■ Input records:

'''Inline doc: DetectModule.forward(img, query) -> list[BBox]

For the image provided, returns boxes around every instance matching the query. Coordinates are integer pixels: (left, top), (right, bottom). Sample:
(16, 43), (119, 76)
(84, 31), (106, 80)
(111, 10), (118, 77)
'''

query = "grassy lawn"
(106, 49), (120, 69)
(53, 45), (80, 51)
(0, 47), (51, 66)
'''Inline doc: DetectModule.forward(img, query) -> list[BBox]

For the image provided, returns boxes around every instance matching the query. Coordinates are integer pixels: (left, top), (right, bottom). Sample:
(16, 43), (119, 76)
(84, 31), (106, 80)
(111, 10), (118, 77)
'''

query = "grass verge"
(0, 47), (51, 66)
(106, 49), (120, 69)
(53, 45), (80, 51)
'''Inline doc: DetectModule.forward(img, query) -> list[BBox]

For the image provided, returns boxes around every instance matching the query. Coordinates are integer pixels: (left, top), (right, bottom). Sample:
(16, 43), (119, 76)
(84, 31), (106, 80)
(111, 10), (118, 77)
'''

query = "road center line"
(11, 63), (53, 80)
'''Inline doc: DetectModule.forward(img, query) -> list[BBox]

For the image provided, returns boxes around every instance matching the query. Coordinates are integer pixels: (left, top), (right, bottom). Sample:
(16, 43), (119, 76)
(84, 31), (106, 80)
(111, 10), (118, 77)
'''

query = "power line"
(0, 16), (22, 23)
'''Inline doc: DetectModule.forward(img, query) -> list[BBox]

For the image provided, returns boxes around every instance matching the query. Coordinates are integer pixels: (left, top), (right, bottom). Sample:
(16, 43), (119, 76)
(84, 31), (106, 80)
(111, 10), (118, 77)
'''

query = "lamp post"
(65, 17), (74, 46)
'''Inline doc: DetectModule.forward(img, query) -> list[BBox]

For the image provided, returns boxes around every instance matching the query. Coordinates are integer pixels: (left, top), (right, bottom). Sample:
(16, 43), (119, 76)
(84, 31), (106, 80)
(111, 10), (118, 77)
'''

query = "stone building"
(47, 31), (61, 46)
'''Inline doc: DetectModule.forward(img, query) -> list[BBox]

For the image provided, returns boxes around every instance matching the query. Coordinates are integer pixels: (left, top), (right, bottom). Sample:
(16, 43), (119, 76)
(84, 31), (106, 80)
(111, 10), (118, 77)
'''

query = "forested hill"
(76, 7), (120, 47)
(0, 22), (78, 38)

■ What you have to do: Extract every line of the listing above and reproduce each one character for character, with nothing left out.

■ Full answer:
'''Inline doc: DetectModule.forward(img, query) -> list[BBox]

For the image provided, returns boxes around every instance matching the query. Coordinates are integer pixels: (left, top), (right, bottom). Sample:
(16, 43), (119, 76)
(84, 31), (106, 80)
(111, 10), (118, 77)
'''

query = "grassy lawn"
(106, 49), (120, 69)
(53, 45), (80, 51)
(0, 47), (51, 66)
'''Inline doc: DetectModule.forward(img, query) -> list[BBox]

For the image provided, returns boxes around every instance matching the query. Coordinates are integer pixels: (left, top), (right, bottom). Sample:
(16, 43), (119, 76)
(84, 31), (106, 80)
(111, 10), (118, 77)
'''

query = "grass verge"
(0, 47), (51, 66)
(106, 49), (120, 69)
(53, 45), (80, 51)
'''Inline doc: DetectModule.forward(img, query) -> list[BBox]

For the image provided, returns boxes around every instance matching the query. Coordinates are integer pixels: (left, top), (right, bottom). Sample:
(16, 43), (119, 76)
(84, 31), (106, 80)
(111, 10), (118, 77)
'''

query = "road center line"
(11, 63), (53, 80)
'''Inline doc: DetectModule.forward(img, query) -> list[BBox]

For the image provided, returns boxes around every instance matching the query. Coordinates are integer pixels: (left, top), (right, bottom). Sample:
(16, 43), (119, 76)
(84, 31), (106, 80)
(111, 10), (118, 77)
'''

query = "power line"
(0, 16), (22, 23)
'''Inline doc: DetectModule.forward(img, query) -> list[BBox]

For the image provided, returns boxes around every instance matching the query. Coordinates are integer pixels: (left, top), (right, bottom). Sample:
(16, 43), (119, 76)
(84, 31), (106, 80)
(111, 10), (118, 77)
'''

query = "lamp post"
(65, 17), (74, 46)
'''Inline doc: DetectModule.forward(img, query) -> list[BBox]

For the image provided, returns boxes around every instance matching the query. Coordinates are integer pixels: (left, top), (right, bottom). Sample:
(16, 43), (119, 76)
(84, 31), (106, 80)
(111, 10), (118, 77)
'''

query = "stone building"
(47, 31), (61, 46)
'''Inline doc: DetectModule.forward(img, query) -> list[BBox]

For the image provided, returns boxes around every instance matching the query. Coordinates are integer pixels: (left, top), (right, bottom). Sample:
(16, 43), (119, 76)
(84, 31), (106, 80)
(111, 10), (118, 77)
'''

query = "forested hill"
(76, 7), (120, 47)
(0, 22), (78, 38)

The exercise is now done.